- 本文抜粋:
ベンジャミン・バトン
いつごろからか忘れてしまいましたが、洋画を見る時は基本的に吹替版を見るようにしています。字幕を追いながら映画を見るのが好きじゃないんです。物語に集中できないし、声優さんお上手ですから、二択だったら基本的に吹替版を選びます。
そんな洋画の中から「ベンジャミン・バトン 数奇な人生」をみました。吹き替え版で。生まれたときが老人でどんどん若がえっていくという物語。実話かどうか気になって調べたらもとは短編小説ということでフィクションでした。そりゃそうだ。
ベンジャミン・バトンの「バトン」は人の名前であって、別にリレーで物語を紡いでいくというわけではなかった。
おばあちゃんの思い出話からスタート
物語の始まりは病院の一室。今にも死んでしまいそうなおばあちゃんが娘を相手に昔話を語りながら回想シーンへと流れていく。おばあちゃんはブラッドピット演じる主人公の元恋人。ブラッドピット演じるベンジャミンは生まれながらにして老人の姿で生を受け、皮膚はしわしわ、醜い姿で生まれ、出産時に母親とは死別し、その容姿から父親には捨てられる。
医師には長くは生きられないと言われながらも、拾われた老人施設で元気に育っていく。
成長するにつれ若返っていくわけですが、10歳くらいのころには見た目は70歳くらい。精神というか実年齢は10歳。そのギャップが故の悩みやおかしさを楽しむ映画、といったところでしょうか。

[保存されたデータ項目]
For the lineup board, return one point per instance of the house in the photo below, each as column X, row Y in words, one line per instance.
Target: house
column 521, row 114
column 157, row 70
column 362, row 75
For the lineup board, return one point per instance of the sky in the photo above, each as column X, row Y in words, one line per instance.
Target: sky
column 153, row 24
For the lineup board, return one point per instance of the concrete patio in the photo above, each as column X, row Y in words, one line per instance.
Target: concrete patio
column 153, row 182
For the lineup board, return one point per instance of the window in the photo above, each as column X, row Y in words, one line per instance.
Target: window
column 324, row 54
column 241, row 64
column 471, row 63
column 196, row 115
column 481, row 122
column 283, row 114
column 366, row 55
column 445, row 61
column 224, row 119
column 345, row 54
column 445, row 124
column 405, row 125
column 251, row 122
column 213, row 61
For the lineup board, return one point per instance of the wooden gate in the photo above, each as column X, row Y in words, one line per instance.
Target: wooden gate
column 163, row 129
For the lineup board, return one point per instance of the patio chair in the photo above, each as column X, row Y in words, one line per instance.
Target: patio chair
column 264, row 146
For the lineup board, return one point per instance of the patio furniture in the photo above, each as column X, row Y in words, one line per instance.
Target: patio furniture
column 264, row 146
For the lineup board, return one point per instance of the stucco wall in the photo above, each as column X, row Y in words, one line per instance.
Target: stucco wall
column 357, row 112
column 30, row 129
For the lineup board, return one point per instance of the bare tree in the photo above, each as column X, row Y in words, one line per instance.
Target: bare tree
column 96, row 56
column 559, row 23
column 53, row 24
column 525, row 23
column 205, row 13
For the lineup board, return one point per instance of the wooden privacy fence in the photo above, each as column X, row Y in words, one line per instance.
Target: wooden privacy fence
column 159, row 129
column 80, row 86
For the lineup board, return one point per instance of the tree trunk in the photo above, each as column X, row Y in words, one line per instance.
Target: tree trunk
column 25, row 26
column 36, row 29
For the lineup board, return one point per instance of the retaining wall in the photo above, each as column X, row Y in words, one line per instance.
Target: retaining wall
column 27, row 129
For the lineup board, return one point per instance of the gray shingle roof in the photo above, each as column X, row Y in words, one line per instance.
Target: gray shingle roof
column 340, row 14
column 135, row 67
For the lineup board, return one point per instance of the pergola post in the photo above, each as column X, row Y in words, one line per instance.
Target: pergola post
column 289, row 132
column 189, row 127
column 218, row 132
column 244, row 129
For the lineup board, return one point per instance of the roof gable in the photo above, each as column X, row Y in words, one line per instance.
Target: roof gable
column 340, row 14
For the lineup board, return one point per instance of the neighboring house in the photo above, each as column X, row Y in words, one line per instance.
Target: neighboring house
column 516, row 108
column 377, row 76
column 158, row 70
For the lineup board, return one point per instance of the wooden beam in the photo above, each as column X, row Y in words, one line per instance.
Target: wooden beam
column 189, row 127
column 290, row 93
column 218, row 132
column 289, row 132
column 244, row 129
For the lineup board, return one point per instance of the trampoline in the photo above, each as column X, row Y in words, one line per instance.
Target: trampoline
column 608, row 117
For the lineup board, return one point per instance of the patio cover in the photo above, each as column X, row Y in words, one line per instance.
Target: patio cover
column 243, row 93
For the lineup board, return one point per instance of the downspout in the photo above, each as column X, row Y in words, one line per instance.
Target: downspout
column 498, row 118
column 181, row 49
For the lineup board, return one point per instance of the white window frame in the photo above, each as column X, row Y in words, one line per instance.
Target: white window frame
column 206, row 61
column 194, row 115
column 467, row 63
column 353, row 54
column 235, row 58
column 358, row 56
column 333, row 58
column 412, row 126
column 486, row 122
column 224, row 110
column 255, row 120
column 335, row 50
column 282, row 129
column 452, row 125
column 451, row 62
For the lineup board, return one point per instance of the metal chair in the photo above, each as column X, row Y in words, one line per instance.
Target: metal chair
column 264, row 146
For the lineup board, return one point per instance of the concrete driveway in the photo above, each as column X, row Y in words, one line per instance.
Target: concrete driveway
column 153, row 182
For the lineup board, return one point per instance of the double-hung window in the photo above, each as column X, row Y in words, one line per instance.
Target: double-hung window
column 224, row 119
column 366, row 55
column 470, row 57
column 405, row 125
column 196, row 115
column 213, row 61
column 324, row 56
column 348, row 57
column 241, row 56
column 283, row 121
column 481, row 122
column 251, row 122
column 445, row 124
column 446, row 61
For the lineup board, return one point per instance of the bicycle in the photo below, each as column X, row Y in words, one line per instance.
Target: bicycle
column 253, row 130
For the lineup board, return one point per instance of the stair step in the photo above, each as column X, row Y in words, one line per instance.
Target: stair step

- 練習問題:
A. 映画の感想文のうち、「そんな洋画の中から「ベンジャ」から「医師には長くは生きられないと言われながらも、拾われた老人施設で元気に育っていく。」までを一字も変えずに書き写すこと。
B. 映画の感想文を、最後の文のあとから書き継ぐこと。

- 解答:
A.
そんな洋画の中から「ベンジャミン・バトン 数奇な人生」をみました。吹き替え版で。生まれたときが老人でどんどん若がえっていくという物語。実話かどうか気になって調べたらもとは短編小説ということでフィクションでした。そりゃそうだ。
ベンジャミン・バトンの「バトン」は人の名前であって、別にリレーで物語を紡いでいくというわけではなかった。
おばあちゃんの思い出話からスタート
物語の始まりは病院の一室。今にも死んでしまいそうなおばあちゃんが娘を相手に昔話を語りながら回想シーンへと流れていく。おばあちゃんはブラッドピット演じる主人公の元恋人。ブラッドピット演じるベンジャミンは生まれながらにして老人の姿で生を受け、皮膚はしわしわ、醜い姿で生まれ、出産時に母親とは死別し、その容姿から父親には捨てられる。
医師には長くは生きられないと言われながらも、拾われた老人施設で元気に育っていく。

B.
若返りも老化もいつかは死ぬという点においては同じこと
普通の人間は若く生まれて年老いて死んでいく。それがふつう。それが逆転したらどうなるか。
ベンジャミンは生まれた頃こそ体が不自由でしたが、その後は普通に動き回り、恋愛もするし結婚もします。子供を授かるもどんどん若がえっていく自分の将来に不安を覚え、子供と奥さんを残してどこかに行ってしまいます。
子供にとってどんどん若がえっていく自分(父親)に自信が持てなく、奥さんにとっては子供になっていく自分が重荷になることへの不安から。最終的に見た目は子供、頭脳はぼけ老人、というなんとも言えない姿になっていきます。
若返っていくことに対するあこがれというか、うらやましさを感じる時もありますが、時を止めるわけではないので、人が感じる老いへの恐怖ではなく、子供になっていってしまう自分への不安。どんな感覚なんでしょうね。
何かが心に残ったというよりも、一人の人間の一生を追っかけた映画で、設定の不可思議さと、妙なリアリティがあり、冒頭に記した通り、実際にこういう病気があるのかなと気になりました。
見終わってから1週間くらい経過して、これを書いているのですが、なんかあんまりこれという感想が出てきません。ほかの人のレビューを見ると本当の愛とはなんなのかを考えさせられた、と書いてありました。そういう話だったのか。
思い返すと、設定が特殊なストーリーでとんがった何かがあった話ではなく、割と淡々としたストーリ展開に、恋愛要素とちょっとした哲学のような、もしもこうだったら、という誰かの妄想を映像化したような映画です。つまらないわけじゃなく、心が動くなにかがあるわけでもない。なんだかふわふわした映画です。
映画の中でベンジャミンが語るシーンが多々あるんですけど、そこが詩的で、原作の小説の言い回しなんでしょうかね、きれいな言葉で心地よいです。ブラッドピットの老人の特殊メイクが特徴的のように言われますが、この語りと言い回しが一番心に残っているかも。
いつもの行動のどこかのタイミングが1つだけでもずれていれば、こんなことは起こらなかっただろうというシーンの語りが谷川俊太郎の「朝のリレー」を思わせます。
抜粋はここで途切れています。